* REQUIRED WORK *
Please write the listing below out again exactly, leaving every picture behind.

* RECORDS FOR THE EXERCISE *
******

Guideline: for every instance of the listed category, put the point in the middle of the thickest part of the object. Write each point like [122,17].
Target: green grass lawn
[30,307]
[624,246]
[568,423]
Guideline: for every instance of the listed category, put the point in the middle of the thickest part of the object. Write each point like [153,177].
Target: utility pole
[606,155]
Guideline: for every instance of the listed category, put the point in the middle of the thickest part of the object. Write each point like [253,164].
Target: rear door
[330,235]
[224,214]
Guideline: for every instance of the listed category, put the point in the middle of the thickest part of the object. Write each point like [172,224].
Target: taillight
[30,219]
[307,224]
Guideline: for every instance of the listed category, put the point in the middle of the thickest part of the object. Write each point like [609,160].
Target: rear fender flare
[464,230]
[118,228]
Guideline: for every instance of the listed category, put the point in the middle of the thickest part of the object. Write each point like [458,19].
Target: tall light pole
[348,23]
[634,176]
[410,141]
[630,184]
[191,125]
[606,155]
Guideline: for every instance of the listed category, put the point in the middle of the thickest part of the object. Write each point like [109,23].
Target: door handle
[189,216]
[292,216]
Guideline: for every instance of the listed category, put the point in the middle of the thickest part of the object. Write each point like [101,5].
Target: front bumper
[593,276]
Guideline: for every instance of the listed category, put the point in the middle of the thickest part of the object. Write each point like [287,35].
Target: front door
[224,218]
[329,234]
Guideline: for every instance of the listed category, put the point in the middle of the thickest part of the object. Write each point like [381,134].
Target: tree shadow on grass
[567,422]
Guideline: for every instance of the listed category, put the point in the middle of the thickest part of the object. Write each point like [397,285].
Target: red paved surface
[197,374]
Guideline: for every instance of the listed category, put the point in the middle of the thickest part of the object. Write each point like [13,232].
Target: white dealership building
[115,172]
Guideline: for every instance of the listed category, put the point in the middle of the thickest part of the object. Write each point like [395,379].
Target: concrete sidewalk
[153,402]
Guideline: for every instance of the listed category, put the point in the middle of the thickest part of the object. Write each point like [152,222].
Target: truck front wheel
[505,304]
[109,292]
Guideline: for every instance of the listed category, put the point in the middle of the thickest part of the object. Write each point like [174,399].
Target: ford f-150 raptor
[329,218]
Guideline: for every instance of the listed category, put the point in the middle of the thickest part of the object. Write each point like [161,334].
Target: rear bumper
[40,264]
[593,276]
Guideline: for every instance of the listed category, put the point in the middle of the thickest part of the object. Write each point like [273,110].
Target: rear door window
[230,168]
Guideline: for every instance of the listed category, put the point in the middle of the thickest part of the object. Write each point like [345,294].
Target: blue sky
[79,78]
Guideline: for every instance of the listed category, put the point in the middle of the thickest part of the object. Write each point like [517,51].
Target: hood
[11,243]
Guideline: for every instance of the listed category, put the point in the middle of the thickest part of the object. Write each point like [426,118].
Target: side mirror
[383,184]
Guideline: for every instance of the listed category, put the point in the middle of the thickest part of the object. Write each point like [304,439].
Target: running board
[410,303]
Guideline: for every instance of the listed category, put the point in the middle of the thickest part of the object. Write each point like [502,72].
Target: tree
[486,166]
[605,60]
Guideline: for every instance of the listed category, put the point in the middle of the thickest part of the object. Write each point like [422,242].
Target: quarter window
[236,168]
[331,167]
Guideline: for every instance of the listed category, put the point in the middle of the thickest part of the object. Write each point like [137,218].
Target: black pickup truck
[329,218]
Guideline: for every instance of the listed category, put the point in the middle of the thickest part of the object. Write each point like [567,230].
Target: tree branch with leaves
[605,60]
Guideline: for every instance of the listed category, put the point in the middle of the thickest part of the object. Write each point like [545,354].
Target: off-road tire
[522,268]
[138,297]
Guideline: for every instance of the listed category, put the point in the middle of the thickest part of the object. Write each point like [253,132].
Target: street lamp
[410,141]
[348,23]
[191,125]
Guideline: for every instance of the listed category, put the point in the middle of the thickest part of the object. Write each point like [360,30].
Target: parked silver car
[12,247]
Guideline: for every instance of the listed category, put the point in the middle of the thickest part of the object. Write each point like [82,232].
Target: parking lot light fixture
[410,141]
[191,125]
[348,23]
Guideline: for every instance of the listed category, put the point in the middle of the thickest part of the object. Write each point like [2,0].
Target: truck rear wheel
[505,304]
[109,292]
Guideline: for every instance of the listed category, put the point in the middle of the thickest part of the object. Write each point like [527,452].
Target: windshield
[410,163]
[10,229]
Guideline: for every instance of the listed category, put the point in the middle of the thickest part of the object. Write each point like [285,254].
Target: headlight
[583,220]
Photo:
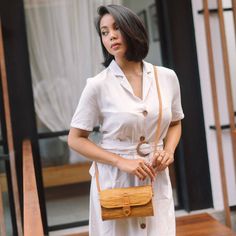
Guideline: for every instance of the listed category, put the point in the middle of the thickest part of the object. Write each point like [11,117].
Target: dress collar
[116,70]
[148,75]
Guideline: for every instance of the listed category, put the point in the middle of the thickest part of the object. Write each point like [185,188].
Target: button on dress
[108,101]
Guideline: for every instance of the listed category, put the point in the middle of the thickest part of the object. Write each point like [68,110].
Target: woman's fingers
[144,170]
[162,159]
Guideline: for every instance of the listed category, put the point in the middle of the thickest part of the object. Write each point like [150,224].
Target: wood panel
[32,215]
[66,174]
[59,175]
[201,225]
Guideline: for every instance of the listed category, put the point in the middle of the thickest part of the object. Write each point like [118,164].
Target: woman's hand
[162,159]
[137,167]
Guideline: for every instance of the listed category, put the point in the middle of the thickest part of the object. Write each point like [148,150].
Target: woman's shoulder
[96,81]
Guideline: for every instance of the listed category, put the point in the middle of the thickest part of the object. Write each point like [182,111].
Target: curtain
[64,50]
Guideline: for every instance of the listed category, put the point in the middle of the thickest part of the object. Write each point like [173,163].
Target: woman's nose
[113,35]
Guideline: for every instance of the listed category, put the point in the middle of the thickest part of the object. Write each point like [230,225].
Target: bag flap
[118,197]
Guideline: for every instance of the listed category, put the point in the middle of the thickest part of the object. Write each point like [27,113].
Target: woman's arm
[164,158]
[78,140]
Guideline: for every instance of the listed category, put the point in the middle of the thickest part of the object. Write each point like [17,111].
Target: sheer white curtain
[64,50]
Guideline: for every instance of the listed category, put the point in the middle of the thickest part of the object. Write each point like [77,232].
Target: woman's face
[112,38]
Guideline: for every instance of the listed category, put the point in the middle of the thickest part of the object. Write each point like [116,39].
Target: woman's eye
[104,33]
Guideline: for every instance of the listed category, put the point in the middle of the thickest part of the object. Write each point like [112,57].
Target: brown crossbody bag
[135,201]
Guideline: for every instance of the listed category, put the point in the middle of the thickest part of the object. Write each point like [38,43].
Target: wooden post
[32,215]
[228,85]
[216,113]
[9,135]
[2,221]
[234,15]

******

* FINISHED EXERCISE *
Guideline: for every instance of the listed category, put the point in the middle of the thickest part of the object. Write each point like [122,17].
Target: green grass lawn
[30,307]
[624,246]
[568,423]
Guideline: for every instance of the listed category, put the point in the middle of the thickest part of the object. Write each point like [153,177].
Target: utility pole
[606,155]
Guideline: for every instance of the listed category, put the point in the middle of the thickest part of the object. Write each point like [253,164].
Target: rear door
[330,235]
[224,214]
Guideline: for every instance of the listed category, put the point in the middle of the thickest part of the object. Write each point like [172,224].
Target: taillight
[30,219]
[307,224]
Guideline: for every instance of the listed category, put the point in the middle of the thickest part of the object. Write each point like [609,160].
Target: rear fender flare
[464,230]
[118,228]
Guideline: for every instance of the listed category, put the point in the middle of the thickest part of the object. Write each point like [458,19].
Target: tall light pole
[348,23]
[634,176]
[410,141]
[630,184]
[191,125]
[606,155]
Guideline: for every instance of the listed category, put the point in the middle of the thickest part of the object. Write each point like [109,23].
Target: door handle
[189,216]
[292,216]
Guideline: for every instance of the listed category, put the point in the middle of the thickest part of the object. Write each point like [101,5].
Target: front bumper
[593,276]
Guideline: for every instance of the listed category, put the point in the middle of the thickest part of the object. Write each point like [287,35].
Target: front door
[224,218]
[329,234]
Guideline: for every instance of the listed category, put the point in the middle of the thickest part of the object. Write each point like [381,134].
Target: tree shadow on grass
[567,422]
Guideline: for every instance of the listed category, put the point in the middle of the thickest part of the object. Write each point like [397,285].
Target: red paved surface
[197,374]
Guideline: for every instance of the listed category, put the point in the middle of the thickest part of the object. Write each point like [13,232].
Target: white dealership building
[115,172]
Guideline: for every instance of the listed category, put the point in the middle of the thickest part of the object. Write each point like [395,379].
Target: concrete sidewalk
[153,402]
Guideline: for every instance of the listed category, put the point in the middle of the thickest part of the object. Write each point like [152,222].
Target: truck front wheel
[505,304]
[109,292]
Guideline: for every instance of the listed category, put the point in the middle of the thickest part of the object. Write each point like [174,399].
Target: ford f-150 raptor
[329,218]
Guideline: for every instance of the listed category, put the point in the middle of the thickest part of the object. Write each point like [161,334].
Target: rear bumper
[40,264]
[593,276]
Guideline: for every instance of the listed category, put the point in the middle of the thickest part of the object. Write each point like [273,110].
Target: rear door window
[230,168]
Guideline: for every instance of the listed category, put the point in the middle of the thickest part of the object. Write each point like [345,294].
Target: blue sky
[79,78]
Guideline: for every instance of the listed category, put the point in the middle of the thickest part of the object. Write each point like [517,51].
Target: hood
[11,243]
Guideline: for every instance of the listed category, put the point in the middle of the thickest part of the object. Write each point like [426,118].
Target: side mirror
[383,184]
Guideline: for every instance of the listed category, put the point in the middle of the thickest part of the object. Write each point like [304,439].
Target: running board
[410,303]
Guideline: for every instance of the listed category, put the point in the middle of the thickest part of the object. Write each point like [502,72].
Target: tree
[486,166]
[605,60]
Guideline: for every instance of the listed category, put the point in the middle of the thickest part of the object. Write each point like [422,242].
Target: quarter window
[236,168]
[331,167]
Guideline: for every instance of the listed category, put the point in the middle of the thickest part of the object. Write each point like [137,218].
Target: black pickup truck
[329,218]
Guideline: for every instance of the listed category, put the point in the middle of the thickest part of the object. Write each point like [567,230].
Target: tree branch with leaves
[605,60]
Guideline: for every instance of the listed category, put the point in the middle of the thickest part of the object. Write each point like [545,354].
Target: off-road tire
[522,268]
[138,297]
Guideline: for every instance of the listed category, put the point in the middle of the thickest part of the object. Write each point like [253,132].
Target: street lamp
[410,141]
[348,23]
[191,125]
Guideline: for every instance of the listed category, put the point in the middle of the thickest part of the object. Write each point like [360,30].
Target: parked silver car
[12,247]
Guideline: for every instance of the listed category, put the point in the middle of the thickest part of the object. Write each point like [82,232].
Target: parking lot light fixture
[410,141]
[191,125]
[348,23]
Guideline: for every instance of the listed category, put the point in the middle of the thickest part of the object. Write each point like [2,0].
Target: truck rear wheel
[505,304]
[109,292]
Guideline: for every instance of the listed category, put the point in the middle of the thickest part of the object. Write each point like [527,452].
Target: windshield
[410,163]
[10,229]
Guideline: for every instance of the listed category, put the point in the middle of the thickest part of the object. Write each point like [285,254].
Target: headlight
[583,220]
Photo:
Guideline: for every instance of the listed category, put the point in the middle of the thickest part of the object. Write each point like [11,117].
Target: dress collar
[116,70]
[148,75]
Guideline: for every instance of the listed category, put the point in the middle of the thickest part of the object. Write each point like [185,188].
Target: button on dress
[108,101]
Guideline: for every instance of the listed category, put the point in the middle of the thickest part of the object. Write each point like [68,110].
Target: woman's fingers
[144,170]
[162,159]
Guideline: for every instance of the listed category, put the point in the middle of the thickest part of the object. Write each point like [150,224].
Target: wood panel
[32,215]
[66,174]
[59,175]
[201,225]
Guideline: for every instance of the listed category, put the point in the middle of the thickest part of the object. Write each point like [118,164].
Target: woman's hand
[162,159]
[137,167]
Guideline: for every instance of the listed category, put the point in the middle of the thickest part of the object. Write each point like [148,150].
Target: woman's shoulder
[96,81]
Guideline: for every instance of the listed category, put the point in the middle of the thickest part of the object. Write each point like [182,111].
Target: curtain
[64,50]
Guideline: for every instance of the listed category, put the point in the middle of the thickest part of the object. Write each point like [173,163].
Target: woman's nose
[113,35]
Guideline: for every instance of the listed category, put the point in the middle of the thickest part of the object. Write each point like [230,225].
Target: bag flap
[118,197]
Guideline: for every instance of the listed category, put the point in the middle of the thickest part of the object. Write each point like [27,113].
Target: woman's arm
[164,158]
[78,140]
Guideline: for every instance of the listed category, put the point in the middle of the thickest part of the object. Write each point like [17,111].
Target: sheer white curtain
[64,50]
Guideline: for every instance of the listed category, put the point in the middle of the thickest part of the object. Write each point like [77,232].
Target: woman's face
[112,38]
Guideline: for every instance of the listed category, put the point in the middle of the thickest part of the object. Write each point like [116,39].
Target: woman's eye
[104,33]
Guideline: for every instance of the listed category, put the point in the middle of the thickest part of the object. Write each point like [112,57].
Target: brown crossbody bag
[135,201]
Guideline: for every instance of the listed category, put the point in the middle of the thickest part of the object. Write each point like [38,43].
Target: wooden post
[32,215]
[228,85]
[216,113]
[9,135]
[2,221]
[234,15]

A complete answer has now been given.